> **AIM OF THE TASK**
Answer these questions from the stroke abstract:
1. What age marks a patient as elderly in this comparison?
2. Which scale was used to measure 3-month functional outcomes?
3. Which score was used to grade reperfusion?

> **EXTRACTED TEXT**
"""
Abstract TP8: Safety And Outcome After Endovascular Reperfusion Therapy In Elderly Patients With Acute Ischemic Stroke
Background: Age is a strong predictor of outcomes following acute ischemic stroke (AIS). Conflicting data exist on whether endovascular reperfusion therapy (ERT) should be offered to patients over 80 years of age. We compared the safety and efficacy of ERT in elderly (> 80 years) compared to non-elderly (< 80 years) patients with AIS.
Methods: We collected data from a large multi-center prospective registry of AIS patients treated with ERT. Data were available on demographics, initial severity, angiographic results, hemorrhagic complications using the ECASS criteria, and 3-month functional outcomes using the modified Rankin Scale (mRS). The thrombolysis in myocardial infarction (TIMI) score was used to grade reperfusion. We compared baseline factors, procedural results, and clinical outcomes in those over > 80 years versus those < 80 years. P-value < 0.05 was considered significant.
"""
> **STUDY MATERIAL**
"""
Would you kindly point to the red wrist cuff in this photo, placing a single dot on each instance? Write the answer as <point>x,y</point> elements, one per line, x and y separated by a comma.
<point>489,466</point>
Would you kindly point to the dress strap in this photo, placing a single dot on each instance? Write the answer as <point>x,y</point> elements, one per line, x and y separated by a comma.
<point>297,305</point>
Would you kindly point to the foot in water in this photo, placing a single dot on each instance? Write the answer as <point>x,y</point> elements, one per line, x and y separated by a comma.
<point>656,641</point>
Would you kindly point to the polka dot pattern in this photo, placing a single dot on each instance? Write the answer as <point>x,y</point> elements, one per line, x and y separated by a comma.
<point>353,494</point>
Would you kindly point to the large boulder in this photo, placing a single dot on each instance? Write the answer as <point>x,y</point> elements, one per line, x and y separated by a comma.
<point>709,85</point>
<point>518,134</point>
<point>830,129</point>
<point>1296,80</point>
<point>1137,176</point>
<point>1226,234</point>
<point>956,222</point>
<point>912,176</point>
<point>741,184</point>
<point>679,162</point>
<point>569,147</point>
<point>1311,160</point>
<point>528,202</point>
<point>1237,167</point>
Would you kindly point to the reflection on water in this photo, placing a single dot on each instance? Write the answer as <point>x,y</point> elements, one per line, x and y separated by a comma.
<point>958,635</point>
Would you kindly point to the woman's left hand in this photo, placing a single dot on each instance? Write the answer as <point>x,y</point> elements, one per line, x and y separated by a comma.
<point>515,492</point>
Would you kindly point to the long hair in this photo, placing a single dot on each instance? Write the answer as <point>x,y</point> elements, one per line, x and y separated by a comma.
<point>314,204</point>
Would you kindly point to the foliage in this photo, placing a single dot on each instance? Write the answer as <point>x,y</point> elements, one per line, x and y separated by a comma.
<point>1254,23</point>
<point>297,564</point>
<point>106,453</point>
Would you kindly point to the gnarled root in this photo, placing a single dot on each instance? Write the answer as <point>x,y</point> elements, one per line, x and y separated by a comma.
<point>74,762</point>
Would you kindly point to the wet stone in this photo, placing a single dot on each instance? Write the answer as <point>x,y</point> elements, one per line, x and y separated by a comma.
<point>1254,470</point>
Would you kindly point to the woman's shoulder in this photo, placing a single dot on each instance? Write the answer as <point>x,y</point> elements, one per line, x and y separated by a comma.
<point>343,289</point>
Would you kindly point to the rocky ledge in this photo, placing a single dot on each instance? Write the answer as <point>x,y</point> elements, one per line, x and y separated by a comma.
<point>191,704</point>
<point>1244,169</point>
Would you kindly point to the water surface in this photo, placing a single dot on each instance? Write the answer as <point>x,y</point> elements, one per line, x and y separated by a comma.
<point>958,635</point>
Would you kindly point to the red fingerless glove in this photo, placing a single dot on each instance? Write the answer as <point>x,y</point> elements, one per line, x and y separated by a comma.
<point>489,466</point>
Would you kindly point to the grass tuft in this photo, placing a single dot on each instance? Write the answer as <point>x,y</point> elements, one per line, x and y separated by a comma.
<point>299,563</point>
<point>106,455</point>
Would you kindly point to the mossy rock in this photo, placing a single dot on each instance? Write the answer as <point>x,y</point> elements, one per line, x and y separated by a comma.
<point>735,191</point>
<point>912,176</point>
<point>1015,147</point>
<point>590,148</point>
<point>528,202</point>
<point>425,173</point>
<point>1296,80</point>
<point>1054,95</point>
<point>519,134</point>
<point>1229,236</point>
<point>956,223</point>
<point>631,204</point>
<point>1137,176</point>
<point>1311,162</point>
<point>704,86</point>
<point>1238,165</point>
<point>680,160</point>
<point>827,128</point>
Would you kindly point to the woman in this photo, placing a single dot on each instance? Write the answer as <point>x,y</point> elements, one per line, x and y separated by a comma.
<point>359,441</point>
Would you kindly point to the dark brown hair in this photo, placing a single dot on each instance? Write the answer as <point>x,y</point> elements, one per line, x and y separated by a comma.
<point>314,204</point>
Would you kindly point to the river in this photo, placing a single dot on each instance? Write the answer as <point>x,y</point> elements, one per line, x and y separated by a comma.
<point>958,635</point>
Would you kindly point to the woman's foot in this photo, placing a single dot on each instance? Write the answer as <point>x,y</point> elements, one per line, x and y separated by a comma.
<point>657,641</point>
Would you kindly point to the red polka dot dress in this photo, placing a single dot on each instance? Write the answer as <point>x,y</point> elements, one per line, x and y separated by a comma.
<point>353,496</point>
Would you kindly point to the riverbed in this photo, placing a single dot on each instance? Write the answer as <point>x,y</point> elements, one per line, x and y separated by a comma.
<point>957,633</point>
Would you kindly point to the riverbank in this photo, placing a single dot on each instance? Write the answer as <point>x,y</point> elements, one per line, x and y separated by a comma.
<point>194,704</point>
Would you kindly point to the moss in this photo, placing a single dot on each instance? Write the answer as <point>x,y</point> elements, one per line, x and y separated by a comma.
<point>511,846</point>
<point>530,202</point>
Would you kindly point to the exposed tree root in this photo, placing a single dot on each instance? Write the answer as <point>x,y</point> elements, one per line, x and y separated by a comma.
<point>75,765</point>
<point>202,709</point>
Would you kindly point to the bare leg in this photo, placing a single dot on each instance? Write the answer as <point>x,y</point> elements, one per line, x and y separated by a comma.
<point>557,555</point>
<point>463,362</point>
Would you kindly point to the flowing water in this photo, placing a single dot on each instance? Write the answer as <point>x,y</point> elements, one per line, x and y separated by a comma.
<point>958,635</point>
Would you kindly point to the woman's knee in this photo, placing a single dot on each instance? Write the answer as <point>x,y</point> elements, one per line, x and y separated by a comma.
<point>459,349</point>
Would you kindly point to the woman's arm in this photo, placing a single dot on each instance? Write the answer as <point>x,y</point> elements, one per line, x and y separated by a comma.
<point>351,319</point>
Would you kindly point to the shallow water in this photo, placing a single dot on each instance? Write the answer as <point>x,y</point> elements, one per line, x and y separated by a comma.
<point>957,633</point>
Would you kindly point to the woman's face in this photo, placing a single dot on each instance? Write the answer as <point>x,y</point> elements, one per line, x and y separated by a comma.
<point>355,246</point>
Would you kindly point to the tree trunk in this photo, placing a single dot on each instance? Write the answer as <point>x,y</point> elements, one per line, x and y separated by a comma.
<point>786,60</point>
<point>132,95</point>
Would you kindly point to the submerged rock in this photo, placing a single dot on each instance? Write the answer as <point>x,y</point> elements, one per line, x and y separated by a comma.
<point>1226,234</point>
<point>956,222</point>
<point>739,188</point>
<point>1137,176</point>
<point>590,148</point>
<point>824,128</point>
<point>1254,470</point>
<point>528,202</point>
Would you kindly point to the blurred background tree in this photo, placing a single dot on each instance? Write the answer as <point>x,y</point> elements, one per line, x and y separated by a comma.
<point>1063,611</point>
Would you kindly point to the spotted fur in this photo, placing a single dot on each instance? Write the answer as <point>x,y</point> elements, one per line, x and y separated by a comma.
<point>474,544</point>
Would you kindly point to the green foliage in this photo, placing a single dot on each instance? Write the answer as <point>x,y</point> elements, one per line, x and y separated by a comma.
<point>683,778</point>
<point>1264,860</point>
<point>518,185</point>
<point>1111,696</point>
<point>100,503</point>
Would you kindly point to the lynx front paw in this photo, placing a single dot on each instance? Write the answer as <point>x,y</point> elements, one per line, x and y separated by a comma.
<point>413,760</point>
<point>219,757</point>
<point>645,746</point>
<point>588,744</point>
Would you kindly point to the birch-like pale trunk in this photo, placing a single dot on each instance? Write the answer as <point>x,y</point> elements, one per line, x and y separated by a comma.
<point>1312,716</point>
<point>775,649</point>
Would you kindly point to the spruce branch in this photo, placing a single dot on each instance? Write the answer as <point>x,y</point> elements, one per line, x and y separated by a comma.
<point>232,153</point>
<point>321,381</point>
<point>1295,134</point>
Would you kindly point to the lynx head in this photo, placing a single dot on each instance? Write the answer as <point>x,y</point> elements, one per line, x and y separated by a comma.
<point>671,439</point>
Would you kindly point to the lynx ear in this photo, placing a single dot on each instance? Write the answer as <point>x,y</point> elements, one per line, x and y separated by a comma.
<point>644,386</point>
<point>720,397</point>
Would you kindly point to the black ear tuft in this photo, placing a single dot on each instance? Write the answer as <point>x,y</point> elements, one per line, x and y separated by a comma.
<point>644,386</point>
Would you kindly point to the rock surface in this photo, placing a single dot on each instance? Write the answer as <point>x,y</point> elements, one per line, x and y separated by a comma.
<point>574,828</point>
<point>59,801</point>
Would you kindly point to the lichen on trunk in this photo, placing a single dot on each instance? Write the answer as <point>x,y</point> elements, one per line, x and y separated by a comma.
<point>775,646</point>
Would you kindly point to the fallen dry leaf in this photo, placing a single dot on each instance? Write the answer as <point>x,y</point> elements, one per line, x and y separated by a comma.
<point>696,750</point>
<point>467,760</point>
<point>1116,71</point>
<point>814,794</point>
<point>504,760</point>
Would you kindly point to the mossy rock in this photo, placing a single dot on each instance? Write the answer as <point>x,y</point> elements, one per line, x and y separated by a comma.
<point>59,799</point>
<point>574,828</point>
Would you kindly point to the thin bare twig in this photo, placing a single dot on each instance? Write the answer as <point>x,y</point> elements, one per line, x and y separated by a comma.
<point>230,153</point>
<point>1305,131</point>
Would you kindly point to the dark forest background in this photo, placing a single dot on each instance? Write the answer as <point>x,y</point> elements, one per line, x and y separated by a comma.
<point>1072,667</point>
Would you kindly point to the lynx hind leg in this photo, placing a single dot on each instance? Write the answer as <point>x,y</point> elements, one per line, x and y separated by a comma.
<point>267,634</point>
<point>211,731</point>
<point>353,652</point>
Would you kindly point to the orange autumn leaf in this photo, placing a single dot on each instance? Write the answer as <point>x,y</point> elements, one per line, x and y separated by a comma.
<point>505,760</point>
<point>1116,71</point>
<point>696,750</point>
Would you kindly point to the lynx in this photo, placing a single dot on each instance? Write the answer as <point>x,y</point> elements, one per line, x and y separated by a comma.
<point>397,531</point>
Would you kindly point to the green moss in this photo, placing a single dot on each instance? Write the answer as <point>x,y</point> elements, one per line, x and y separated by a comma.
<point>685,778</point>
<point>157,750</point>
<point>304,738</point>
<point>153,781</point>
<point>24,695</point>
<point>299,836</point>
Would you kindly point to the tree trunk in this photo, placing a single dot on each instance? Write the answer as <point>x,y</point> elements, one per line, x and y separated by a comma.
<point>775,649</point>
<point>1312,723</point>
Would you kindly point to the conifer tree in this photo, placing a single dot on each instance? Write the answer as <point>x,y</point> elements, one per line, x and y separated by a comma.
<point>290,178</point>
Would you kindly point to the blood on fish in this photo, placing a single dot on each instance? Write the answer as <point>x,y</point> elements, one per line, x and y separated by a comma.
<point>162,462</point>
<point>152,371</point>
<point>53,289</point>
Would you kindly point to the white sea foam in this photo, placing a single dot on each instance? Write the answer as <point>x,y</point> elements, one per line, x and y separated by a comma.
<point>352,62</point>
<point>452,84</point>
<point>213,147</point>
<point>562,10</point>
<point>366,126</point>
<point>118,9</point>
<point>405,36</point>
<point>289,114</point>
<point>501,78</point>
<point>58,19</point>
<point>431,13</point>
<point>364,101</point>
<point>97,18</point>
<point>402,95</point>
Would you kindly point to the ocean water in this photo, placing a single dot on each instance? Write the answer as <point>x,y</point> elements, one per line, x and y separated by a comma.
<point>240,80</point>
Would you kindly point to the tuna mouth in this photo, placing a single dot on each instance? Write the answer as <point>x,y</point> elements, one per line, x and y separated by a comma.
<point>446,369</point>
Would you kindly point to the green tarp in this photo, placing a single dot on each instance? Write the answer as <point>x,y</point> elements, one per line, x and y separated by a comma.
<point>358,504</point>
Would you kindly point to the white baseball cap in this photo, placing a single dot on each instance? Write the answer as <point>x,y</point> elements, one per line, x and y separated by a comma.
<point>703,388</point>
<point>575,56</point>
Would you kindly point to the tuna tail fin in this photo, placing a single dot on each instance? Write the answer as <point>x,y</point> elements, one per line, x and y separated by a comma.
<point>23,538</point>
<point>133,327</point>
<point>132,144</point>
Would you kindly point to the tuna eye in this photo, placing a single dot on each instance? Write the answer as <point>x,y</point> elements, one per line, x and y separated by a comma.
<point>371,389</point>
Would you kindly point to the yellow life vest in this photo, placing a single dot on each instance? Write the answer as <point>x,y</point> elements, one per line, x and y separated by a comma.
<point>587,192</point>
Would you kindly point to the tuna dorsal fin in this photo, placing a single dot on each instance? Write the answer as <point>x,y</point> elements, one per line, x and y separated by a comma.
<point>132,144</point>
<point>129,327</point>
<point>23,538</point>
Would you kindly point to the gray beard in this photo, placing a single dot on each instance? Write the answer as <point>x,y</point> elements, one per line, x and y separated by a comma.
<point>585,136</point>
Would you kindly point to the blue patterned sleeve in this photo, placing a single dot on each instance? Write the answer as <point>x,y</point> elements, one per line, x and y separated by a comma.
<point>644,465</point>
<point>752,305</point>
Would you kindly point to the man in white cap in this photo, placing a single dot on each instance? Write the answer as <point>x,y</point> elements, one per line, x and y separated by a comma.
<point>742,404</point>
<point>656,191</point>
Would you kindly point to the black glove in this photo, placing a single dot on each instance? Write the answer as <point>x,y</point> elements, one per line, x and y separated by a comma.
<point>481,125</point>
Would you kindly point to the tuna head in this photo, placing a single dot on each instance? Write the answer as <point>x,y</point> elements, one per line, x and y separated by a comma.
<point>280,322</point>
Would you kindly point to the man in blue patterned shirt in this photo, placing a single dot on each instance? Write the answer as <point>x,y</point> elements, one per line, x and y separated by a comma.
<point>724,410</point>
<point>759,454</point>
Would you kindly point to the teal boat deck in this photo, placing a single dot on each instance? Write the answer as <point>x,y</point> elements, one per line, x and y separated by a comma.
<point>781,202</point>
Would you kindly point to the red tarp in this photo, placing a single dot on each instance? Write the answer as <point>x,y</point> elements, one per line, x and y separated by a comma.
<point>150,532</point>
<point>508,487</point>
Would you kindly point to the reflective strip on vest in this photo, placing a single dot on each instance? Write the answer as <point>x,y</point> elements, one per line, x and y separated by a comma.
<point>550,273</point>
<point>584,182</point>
"""
> **EXERCISE OUTPUT**
1. Over 80 years (> 80 years)
2. The modified Rankin Scale (mRS)
3. The thrombolysis in myocardial infarction (TIMI) score